* [Material provided]:

________________________

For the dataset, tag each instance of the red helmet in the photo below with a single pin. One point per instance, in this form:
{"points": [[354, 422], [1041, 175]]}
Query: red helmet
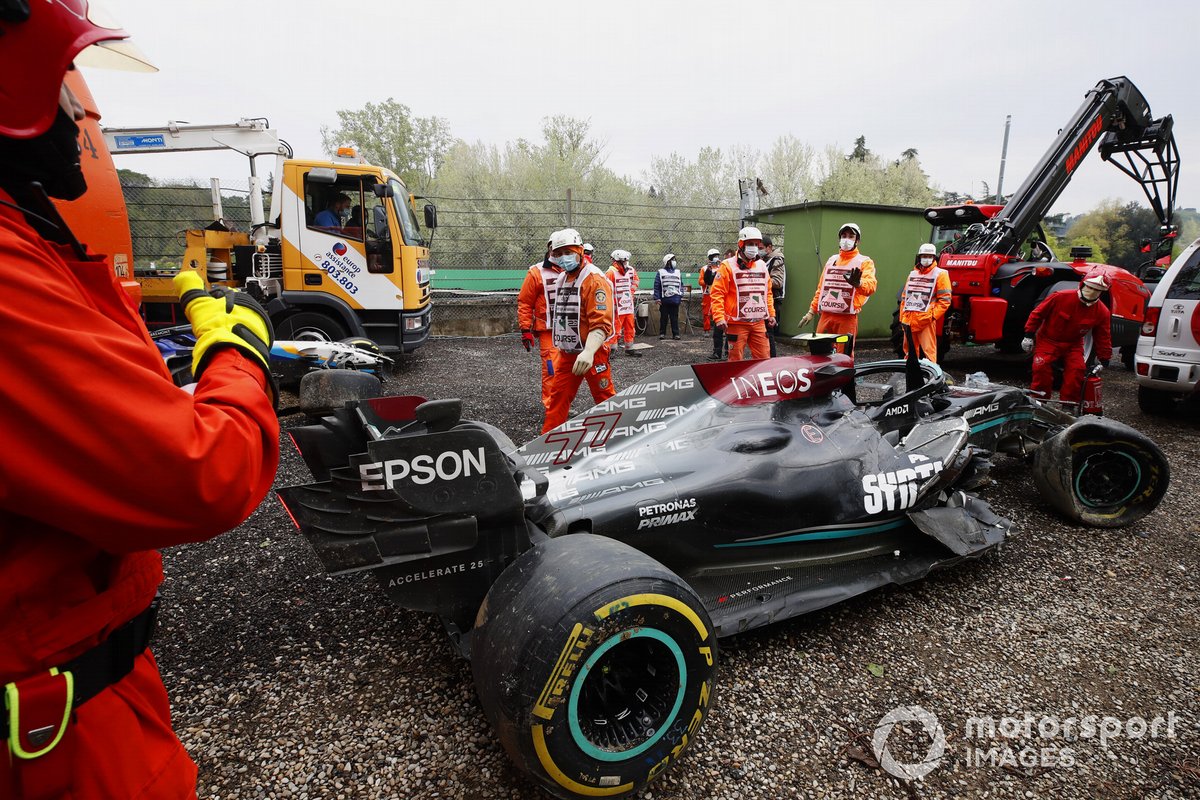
{"points": [[37, 43]]}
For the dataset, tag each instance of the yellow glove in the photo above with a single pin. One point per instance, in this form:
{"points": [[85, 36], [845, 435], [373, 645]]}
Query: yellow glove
{"points": [[223, 318]]}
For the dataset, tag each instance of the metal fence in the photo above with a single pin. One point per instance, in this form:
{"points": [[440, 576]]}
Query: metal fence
{"points": [[510, 233], [160, 214]]}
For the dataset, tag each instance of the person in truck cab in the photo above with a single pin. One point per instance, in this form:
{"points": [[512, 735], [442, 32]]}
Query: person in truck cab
{"points": [[105, 459], [331, 217]]}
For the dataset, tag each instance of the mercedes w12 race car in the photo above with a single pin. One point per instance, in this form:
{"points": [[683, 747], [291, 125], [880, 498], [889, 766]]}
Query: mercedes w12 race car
{"points": [[588, 573]]}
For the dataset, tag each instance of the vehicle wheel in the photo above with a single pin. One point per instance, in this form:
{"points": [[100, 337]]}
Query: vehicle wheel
{"points": [[594, 680], [324, 390], [1155, 401], [309, 326], [1101, 473]]}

________________________

* [Given request]: Quote every one of the rows above word for word, but leave the picture out of your answer.

* [Finished answer]:
For the dataset, tag each instance of the red helmet in the photo below with a single pin. One point per instance, in this form:
{"points": [[354, 422], [1041, 175]]}
Query: red helmet
{"points": [[37, 43]]}
For the dataset, tag each instance of the yellow glove in the photo above with a single pin. One point per instance, in this form:
{"points": [[85, 36], [845, 435], [373, 645]]}
Query: yellow glove
{"points": [[223, 318]]}
For the dataset, tag each instance of the metal fence in the photo above with a single pin. One point per instance, in this form:
{"points": [[440, 576]]}
Query: metal fence
{"points": [[510, 233], [160, 214]]}
For the dataset, tag each instance of the person in truck cab in the photo above with a single pin. One point per instance, in this form:
{"points": [[512, 735], [442, 32]]}
Query: person in truck cab
{"points": [[105, 459], [331, 217]]}
For the dataset, tag each instance of the mercedes w12 race car in the photo above with a single pin. One point per instance, in this form:
{"points": [[683, 747], [291, 125], [880, 498], [889, 766]]}
Query: mercedes w12 race car
{"points": [[588, 573]]}
For the dataset, tag each instance of the vehicle wheel in the photo above with a single pin. One point per instance, in this form:
{"points": [[100, 337]]}
Query: vehicle wheel
{"points": [[594, 680], [324, 390], [1155, 401], [309, 326], [1101, 473]]}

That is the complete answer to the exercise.